PROVIDED RECORDS:
━━━━━━━━━━

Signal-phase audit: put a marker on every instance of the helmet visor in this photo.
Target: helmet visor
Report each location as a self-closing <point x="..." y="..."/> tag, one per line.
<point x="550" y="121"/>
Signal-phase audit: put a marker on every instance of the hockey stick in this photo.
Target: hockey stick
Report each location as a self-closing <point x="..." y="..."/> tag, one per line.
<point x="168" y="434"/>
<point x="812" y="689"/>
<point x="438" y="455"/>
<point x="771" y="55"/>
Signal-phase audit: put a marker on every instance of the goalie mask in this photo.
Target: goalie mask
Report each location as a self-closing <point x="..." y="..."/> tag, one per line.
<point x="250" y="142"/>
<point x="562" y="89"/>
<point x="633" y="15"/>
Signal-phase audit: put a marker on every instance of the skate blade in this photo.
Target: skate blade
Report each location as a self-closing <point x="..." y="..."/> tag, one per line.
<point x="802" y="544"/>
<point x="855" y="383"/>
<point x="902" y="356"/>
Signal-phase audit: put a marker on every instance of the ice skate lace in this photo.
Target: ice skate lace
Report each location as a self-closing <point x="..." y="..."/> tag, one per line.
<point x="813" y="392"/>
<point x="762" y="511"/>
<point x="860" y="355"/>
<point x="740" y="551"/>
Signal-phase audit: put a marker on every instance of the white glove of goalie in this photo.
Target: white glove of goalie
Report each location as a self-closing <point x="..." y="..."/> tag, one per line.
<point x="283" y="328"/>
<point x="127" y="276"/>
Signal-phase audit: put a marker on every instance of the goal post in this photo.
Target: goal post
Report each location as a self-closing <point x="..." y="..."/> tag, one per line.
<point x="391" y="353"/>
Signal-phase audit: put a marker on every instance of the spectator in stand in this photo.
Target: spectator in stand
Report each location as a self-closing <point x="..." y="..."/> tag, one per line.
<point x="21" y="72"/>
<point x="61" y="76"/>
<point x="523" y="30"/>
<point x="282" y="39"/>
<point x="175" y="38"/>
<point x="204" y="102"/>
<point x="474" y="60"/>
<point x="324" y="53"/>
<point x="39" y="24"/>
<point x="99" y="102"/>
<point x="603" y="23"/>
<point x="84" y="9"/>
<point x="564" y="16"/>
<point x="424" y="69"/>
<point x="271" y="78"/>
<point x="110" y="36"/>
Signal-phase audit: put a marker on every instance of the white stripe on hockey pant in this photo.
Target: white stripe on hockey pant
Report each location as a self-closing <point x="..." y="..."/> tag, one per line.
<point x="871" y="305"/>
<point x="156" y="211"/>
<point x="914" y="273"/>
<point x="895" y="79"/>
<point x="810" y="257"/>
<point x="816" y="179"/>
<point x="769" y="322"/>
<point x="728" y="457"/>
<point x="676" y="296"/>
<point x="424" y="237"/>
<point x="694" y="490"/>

━━━━━━━━━━

PROBLEM REQUIREMENTS:
Every line of the listing that holds "Target" counts once. Say how many such lines there are, using only a number.

RESULT OF THE TASK:
9